→ What is expected
Among the entries below, count each line holding the word "yellow". Write only the number.

→ Extracted data
---*---
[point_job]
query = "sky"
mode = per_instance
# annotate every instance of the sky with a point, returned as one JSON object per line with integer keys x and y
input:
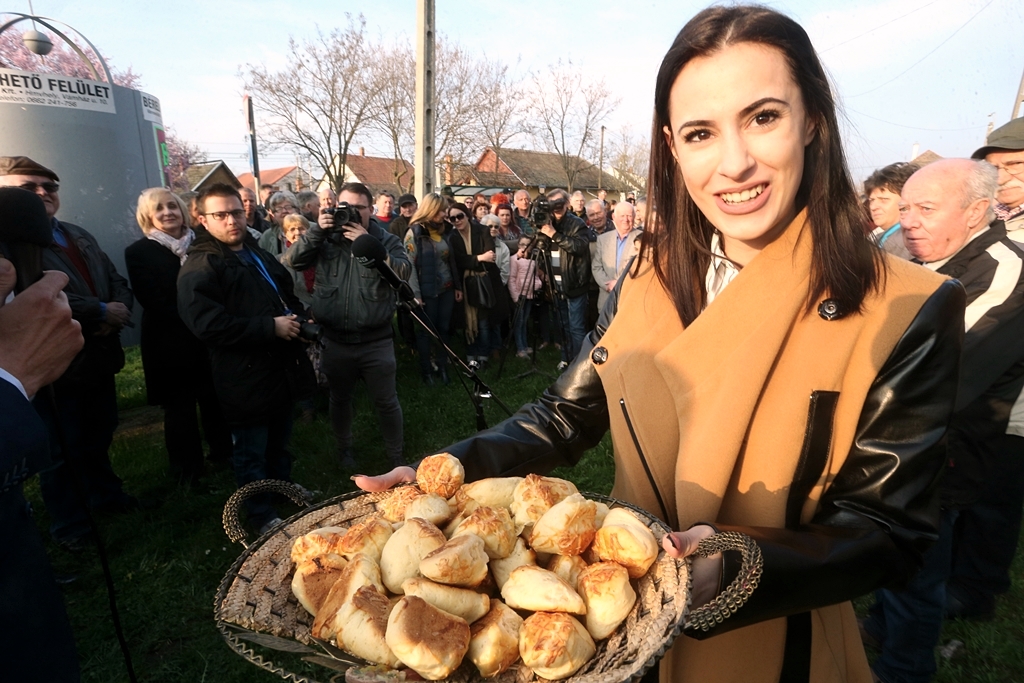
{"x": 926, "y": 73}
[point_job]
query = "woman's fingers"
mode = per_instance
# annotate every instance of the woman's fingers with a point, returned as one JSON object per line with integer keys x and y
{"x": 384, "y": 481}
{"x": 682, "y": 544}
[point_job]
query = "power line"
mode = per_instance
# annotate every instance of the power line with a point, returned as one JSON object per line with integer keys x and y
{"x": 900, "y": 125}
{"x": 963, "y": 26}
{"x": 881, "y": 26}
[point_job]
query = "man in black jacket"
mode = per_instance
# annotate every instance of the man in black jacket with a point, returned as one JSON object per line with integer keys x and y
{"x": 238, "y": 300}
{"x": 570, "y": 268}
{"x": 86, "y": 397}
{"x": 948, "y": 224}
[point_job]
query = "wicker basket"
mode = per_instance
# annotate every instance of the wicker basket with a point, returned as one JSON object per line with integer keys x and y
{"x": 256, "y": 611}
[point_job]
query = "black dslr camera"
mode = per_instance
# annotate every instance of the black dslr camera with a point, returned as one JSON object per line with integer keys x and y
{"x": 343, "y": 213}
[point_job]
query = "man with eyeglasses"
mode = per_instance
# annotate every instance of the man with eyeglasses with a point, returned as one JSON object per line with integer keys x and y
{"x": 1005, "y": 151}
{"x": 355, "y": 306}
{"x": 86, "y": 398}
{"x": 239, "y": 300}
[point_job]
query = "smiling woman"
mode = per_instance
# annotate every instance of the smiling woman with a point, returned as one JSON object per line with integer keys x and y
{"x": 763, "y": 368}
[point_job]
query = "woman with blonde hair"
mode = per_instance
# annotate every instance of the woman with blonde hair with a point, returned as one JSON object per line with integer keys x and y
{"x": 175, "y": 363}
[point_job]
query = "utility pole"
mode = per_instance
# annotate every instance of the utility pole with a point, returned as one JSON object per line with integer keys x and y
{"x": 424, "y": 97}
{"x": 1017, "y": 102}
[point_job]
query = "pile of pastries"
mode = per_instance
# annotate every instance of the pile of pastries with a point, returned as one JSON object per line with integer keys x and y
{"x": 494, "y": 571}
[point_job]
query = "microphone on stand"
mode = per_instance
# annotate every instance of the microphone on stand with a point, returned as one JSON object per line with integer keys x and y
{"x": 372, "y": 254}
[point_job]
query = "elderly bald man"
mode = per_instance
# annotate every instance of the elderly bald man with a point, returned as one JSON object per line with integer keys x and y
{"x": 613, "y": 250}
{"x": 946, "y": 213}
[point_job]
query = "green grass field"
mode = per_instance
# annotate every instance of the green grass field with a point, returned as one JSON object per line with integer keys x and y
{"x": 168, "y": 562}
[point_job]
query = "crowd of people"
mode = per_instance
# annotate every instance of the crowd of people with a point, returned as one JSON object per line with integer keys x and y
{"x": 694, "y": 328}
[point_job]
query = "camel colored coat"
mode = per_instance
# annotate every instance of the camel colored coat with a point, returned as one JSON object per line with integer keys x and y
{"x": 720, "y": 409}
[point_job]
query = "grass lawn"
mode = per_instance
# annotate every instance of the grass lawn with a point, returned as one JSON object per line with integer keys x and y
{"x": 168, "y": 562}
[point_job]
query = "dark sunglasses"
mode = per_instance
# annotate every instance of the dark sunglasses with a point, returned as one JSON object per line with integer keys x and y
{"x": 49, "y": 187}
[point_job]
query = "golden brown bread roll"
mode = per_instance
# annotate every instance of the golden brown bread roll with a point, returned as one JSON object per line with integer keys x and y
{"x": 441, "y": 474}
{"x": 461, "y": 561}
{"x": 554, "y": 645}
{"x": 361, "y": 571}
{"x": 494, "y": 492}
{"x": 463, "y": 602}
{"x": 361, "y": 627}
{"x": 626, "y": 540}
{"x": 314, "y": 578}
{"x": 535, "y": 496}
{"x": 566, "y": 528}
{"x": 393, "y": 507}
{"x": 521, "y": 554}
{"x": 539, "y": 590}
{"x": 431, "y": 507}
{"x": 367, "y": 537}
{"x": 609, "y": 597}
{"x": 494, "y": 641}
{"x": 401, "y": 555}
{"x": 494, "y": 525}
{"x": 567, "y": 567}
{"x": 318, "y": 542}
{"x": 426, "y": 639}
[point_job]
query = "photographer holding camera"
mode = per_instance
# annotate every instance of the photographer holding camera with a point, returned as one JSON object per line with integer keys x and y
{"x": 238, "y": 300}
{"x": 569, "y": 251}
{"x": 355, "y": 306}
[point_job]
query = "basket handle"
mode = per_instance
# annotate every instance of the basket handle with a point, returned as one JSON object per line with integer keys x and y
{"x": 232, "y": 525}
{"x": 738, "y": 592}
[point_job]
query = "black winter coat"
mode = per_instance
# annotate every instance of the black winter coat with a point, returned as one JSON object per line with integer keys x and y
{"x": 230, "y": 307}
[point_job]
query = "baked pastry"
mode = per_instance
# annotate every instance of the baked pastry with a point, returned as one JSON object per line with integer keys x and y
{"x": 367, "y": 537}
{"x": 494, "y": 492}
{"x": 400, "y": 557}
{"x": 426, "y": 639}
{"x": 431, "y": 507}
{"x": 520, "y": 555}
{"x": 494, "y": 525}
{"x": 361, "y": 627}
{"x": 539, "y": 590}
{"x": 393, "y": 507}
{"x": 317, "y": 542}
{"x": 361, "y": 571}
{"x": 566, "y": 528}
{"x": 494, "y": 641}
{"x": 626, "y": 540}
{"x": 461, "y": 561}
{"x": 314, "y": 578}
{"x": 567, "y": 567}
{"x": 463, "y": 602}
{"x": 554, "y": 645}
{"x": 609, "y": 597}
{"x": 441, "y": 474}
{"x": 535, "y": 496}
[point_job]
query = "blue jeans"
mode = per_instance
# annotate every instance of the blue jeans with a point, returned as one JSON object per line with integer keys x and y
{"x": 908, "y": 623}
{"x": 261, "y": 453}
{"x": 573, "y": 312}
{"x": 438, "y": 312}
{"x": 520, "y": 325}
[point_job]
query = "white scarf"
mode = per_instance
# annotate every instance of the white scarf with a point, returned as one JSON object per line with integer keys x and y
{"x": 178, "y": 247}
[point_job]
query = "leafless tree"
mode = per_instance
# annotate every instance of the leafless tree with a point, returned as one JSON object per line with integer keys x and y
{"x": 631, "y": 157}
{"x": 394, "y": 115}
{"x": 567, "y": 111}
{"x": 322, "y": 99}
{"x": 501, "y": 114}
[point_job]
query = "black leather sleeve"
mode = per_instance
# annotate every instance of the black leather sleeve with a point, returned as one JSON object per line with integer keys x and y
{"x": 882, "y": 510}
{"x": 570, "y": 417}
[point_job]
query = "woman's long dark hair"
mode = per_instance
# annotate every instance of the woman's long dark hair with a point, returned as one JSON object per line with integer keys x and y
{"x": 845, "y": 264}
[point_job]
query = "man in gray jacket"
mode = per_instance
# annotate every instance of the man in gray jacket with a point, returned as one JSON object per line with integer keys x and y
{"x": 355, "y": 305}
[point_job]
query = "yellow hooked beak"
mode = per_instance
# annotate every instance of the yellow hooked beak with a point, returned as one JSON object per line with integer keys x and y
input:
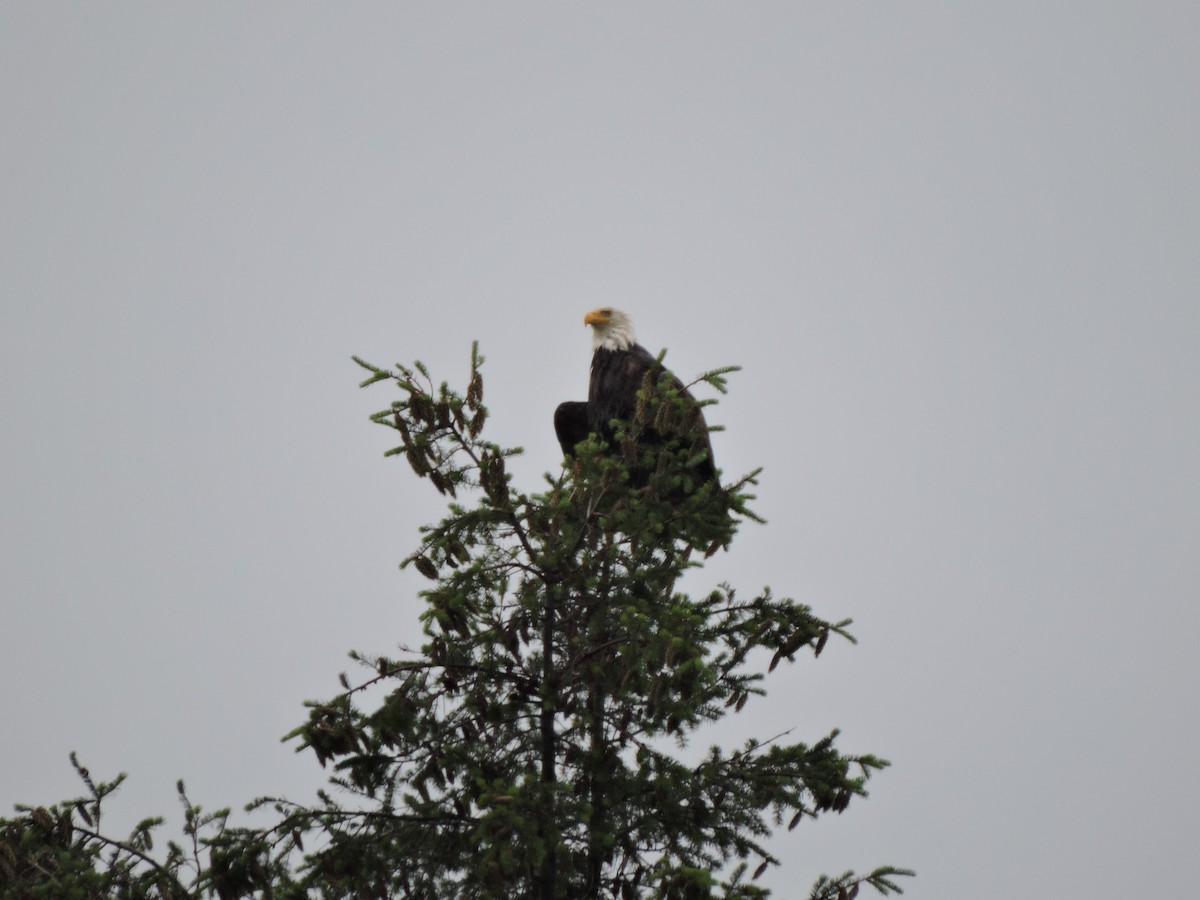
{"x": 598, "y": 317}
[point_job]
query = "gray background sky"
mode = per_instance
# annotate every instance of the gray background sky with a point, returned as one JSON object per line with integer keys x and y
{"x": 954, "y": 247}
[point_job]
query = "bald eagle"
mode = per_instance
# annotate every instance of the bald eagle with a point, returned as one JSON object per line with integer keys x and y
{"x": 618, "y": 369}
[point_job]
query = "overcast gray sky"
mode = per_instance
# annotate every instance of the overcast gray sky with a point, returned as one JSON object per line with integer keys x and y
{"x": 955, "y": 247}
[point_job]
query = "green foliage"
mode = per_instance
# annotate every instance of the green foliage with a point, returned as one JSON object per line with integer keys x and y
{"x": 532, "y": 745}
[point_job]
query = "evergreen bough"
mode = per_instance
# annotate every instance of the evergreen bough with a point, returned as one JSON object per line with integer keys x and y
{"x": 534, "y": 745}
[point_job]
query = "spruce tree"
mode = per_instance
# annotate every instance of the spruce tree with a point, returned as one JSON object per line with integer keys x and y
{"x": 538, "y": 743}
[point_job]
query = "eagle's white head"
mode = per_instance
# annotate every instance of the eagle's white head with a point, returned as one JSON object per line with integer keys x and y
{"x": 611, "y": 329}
---*---
→ Exercise answer
2